TEXTO DE ESTUDO ->
_ _ _ _

O mundo em 2017. Balanço positivo impossível

PorExpresso das Ilhas,31 dez 2017 6:44

Terrorismo, chamas, cheias, secas e fomes marcam um ano em que a ameaça de uma guerra nuclear se torna cada vez mais perto de converter-se em realidade.

Num ano em que se registou a morte de 65 jornalistas no mundo, a profissão vive novos desafios com a disseminação das fake-news e conceitos como pós-verdade a acossar a liberdade de informação e de expressão dos jornalistas. Ainda assim, graças ao trabalho dos profissionais da comunicação social, de um lado do mundo leu-se, viu-se e ouviu-se sobre o que se passava do outro lado onde demasiadas vezes os acontecimentos eram violentos, revoltantes ou simplesmente tristes.

A guerra fria que pode escaldar o mundo em 2018

No xadrez da geopolítica mundial o ano de 2017 conheceu mexidas de todos os tipos e que deixam adivinhar um futuro onde as tensões actuais tendem a descambar em (mais) conflitos.

Com a chegada de Donald Trump à Casa Branca os Estados Unidos da América parecem nunca ter estado mais divididos. Apostado em “Make América great again” Trump insiste numa série de medidas impopulares como o “travel ban” (que impede a entrada no país de pessoas originárias de uma série de países identificados como potenciais ameaças), a construção de um muro na fronteira com o México, a anulação do plano médico ObamaCare e a mais recente declaração de Jerusalém como capital de Israel. Entretanto, o presidente norte-americano manteve durante algum tempo discursos contraditórios em relação à Rússia, China e até mesmo à Coreia do Norte.

Só com o aumentar da frequência e gravidade das provocações de Pyongyang é que a resposta de Trump viria clara, mas ainda verbal: qualquer tentativa de ataque por parte de Kim Jong-un aos EUA será respondida com “fogo e fúria”.

A Coreia do Norte, que entrou este ano para o clube restrito de países com mísseis capazes de atingir outros continentes, e com capacidade nuclear, disparou só este ano 23 mísseis. No início de Dezembro, um responsável não identificado do Ministério dos Negócios Estrangeiros norte-coreano fez declarações a garantir que o seu país considera agora que uma guerra (na península coreana – que partilha com a Coreia do Sul - ou com os Estados Unidos) “é inevitável”.

Entretanto, a China, que assiste discreta ao aumento da tensão, vê 2017 chegar ao fim com a previsão de um crescimento económico em 6.8%, superando assim as expectativas do governo e registando uma aceleração que não se assistia desde há sete anos.

_ _ _ _

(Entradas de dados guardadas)
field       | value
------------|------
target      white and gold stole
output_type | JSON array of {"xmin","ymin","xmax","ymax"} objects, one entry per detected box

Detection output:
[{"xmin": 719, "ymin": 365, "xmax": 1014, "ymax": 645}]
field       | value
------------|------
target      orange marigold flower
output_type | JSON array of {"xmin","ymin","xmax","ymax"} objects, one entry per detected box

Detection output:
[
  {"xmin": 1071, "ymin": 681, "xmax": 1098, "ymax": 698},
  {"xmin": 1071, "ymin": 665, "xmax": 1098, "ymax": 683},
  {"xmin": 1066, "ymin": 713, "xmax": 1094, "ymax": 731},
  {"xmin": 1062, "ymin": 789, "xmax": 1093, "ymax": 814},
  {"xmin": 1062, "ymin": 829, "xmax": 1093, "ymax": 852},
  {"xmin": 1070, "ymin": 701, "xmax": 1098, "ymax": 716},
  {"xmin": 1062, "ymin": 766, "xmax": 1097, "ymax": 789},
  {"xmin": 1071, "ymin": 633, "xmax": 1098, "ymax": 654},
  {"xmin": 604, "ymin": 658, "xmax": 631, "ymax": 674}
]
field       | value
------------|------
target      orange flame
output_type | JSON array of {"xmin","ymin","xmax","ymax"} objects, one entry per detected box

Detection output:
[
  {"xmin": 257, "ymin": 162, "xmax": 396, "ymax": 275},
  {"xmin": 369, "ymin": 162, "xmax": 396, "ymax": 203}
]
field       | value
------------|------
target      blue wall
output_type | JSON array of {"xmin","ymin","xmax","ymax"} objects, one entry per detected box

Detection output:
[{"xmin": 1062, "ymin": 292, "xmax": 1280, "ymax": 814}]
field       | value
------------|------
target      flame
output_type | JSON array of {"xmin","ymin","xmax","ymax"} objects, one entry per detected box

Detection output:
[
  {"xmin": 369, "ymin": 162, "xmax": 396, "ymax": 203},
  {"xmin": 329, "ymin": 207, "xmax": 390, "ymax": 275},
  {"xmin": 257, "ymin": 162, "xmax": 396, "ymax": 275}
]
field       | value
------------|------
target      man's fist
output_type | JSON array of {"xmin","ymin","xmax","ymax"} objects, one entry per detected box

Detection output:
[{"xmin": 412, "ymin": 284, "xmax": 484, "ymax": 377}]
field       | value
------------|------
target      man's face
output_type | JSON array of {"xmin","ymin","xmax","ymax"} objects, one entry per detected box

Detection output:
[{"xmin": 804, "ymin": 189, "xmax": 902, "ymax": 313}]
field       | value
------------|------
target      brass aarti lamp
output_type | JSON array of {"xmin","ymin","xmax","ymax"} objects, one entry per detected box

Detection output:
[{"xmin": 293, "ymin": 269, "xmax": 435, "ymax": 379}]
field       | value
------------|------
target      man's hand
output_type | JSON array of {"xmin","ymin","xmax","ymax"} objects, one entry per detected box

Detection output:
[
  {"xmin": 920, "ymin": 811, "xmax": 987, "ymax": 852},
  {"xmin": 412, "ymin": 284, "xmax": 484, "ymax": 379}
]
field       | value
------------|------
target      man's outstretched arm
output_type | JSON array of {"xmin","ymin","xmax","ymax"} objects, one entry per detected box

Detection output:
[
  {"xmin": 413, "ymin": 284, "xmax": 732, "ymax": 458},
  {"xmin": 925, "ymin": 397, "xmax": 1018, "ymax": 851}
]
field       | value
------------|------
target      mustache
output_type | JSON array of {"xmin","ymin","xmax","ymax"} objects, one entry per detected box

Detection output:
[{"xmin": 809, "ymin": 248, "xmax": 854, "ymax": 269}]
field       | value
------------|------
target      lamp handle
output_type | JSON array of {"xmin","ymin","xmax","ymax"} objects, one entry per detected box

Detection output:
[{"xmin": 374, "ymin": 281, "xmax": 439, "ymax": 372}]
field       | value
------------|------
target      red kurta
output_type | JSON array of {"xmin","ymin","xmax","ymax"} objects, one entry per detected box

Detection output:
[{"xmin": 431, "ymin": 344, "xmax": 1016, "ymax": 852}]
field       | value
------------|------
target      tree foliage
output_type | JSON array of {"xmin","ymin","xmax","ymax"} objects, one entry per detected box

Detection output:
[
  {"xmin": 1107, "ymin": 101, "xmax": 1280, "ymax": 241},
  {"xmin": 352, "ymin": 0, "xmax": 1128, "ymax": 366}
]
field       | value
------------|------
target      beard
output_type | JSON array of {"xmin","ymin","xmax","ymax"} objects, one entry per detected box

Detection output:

_ _ _ _

EXPERIMENTE ->
Segundo o texto sobre o mundo em 2017, quantos mísseis disparou a Coreia do Norte nesse ano? A listagem não faz falta aqui.

PROBLEMA RESOLVIDO ->
23 mísseis.